Problem description =
Output the lines running from the line containing "point: curb" through the end of the records, both ends included, as a JSON list of strings with one string per line. Omit blank lines and leave the pictures out.

Entries from a point annotation set

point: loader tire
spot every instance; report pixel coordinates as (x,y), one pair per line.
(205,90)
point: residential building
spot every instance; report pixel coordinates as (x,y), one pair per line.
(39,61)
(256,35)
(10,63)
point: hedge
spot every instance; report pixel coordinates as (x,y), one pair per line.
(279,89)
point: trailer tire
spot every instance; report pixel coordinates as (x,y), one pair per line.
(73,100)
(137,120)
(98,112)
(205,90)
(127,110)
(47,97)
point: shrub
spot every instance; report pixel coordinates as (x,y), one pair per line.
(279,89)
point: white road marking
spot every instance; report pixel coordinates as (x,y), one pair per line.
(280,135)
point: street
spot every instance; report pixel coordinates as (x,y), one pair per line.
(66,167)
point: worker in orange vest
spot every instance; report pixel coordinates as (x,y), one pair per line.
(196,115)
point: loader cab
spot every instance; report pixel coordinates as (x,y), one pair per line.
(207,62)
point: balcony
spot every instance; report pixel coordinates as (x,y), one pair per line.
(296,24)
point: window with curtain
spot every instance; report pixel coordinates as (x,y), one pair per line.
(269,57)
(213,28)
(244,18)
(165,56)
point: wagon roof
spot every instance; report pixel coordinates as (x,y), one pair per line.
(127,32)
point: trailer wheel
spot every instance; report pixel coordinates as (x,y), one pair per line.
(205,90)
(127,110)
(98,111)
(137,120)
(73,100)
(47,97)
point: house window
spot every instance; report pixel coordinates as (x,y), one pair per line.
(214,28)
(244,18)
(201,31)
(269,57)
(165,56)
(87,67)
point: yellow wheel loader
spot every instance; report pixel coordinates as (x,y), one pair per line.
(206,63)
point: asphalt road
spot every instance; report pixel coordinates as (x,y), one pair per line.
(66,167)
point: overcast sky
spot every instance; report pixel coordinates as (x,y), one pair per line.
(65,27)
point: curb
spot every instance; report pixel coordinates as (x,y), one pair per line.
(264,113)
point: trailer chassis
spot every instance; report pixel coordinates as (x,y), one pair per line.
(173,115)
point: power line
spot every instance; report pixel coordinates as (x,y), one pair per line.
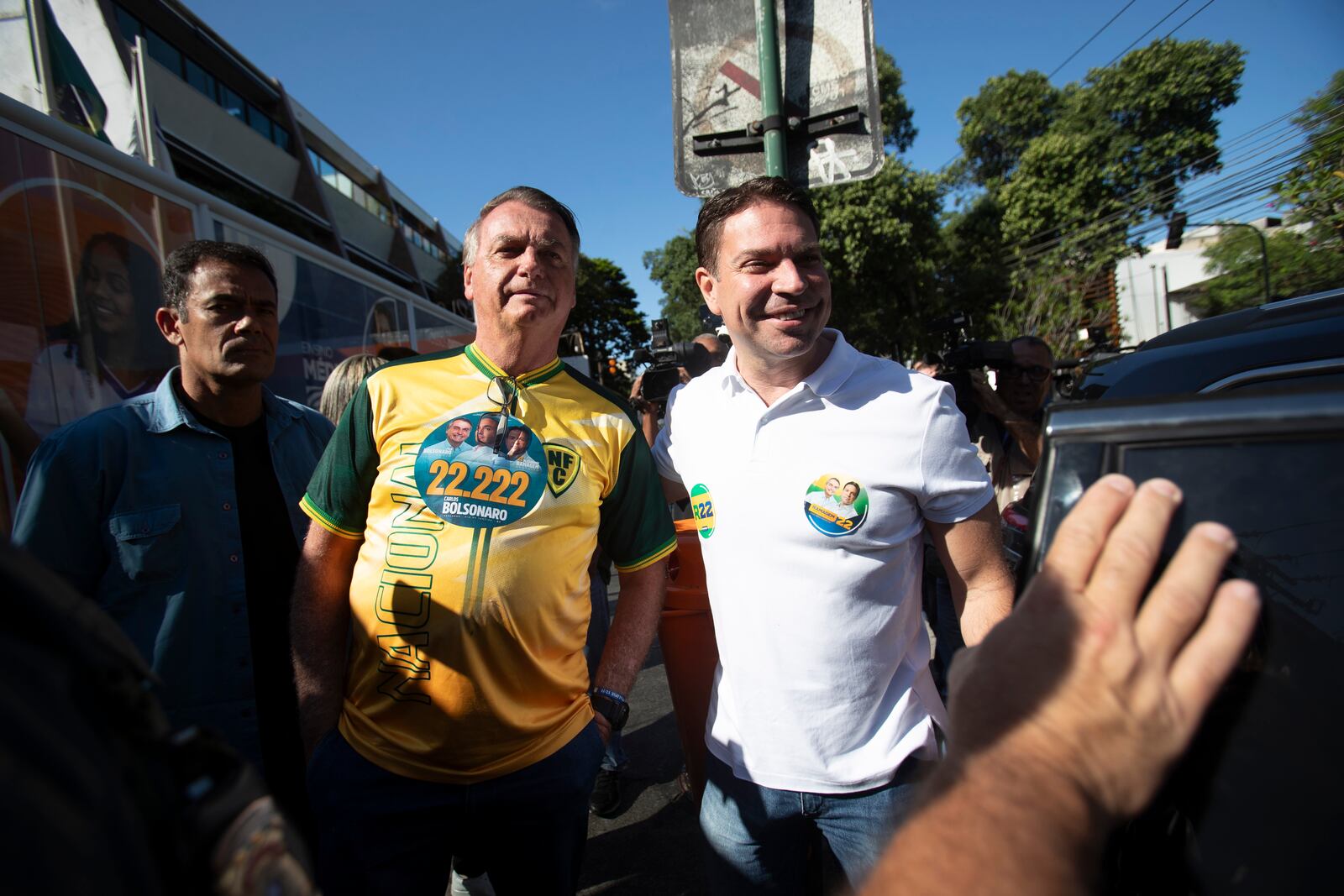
(1146,34)
(1230,187)
(1089,40)
(1142,196)
(1187,19)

Problem solution =
[
  "point: curb",
  "spot every instance; report pixel coordinates as (x,y), one pair per line.",
  "(264,113)",
  "point: trailer chassis",
  "spot every instance; report pixel coordinates as (x,y), one pair per line.",
  "(173,115)",
  "point: power line",
  "spot every instance; report pixel coordinates as (x,y), one pair per line.",
  "(1146,34)",
  "(1230,187)",
  "(1089,40)",
  "(1142,196)",
  "(1187,19)"
]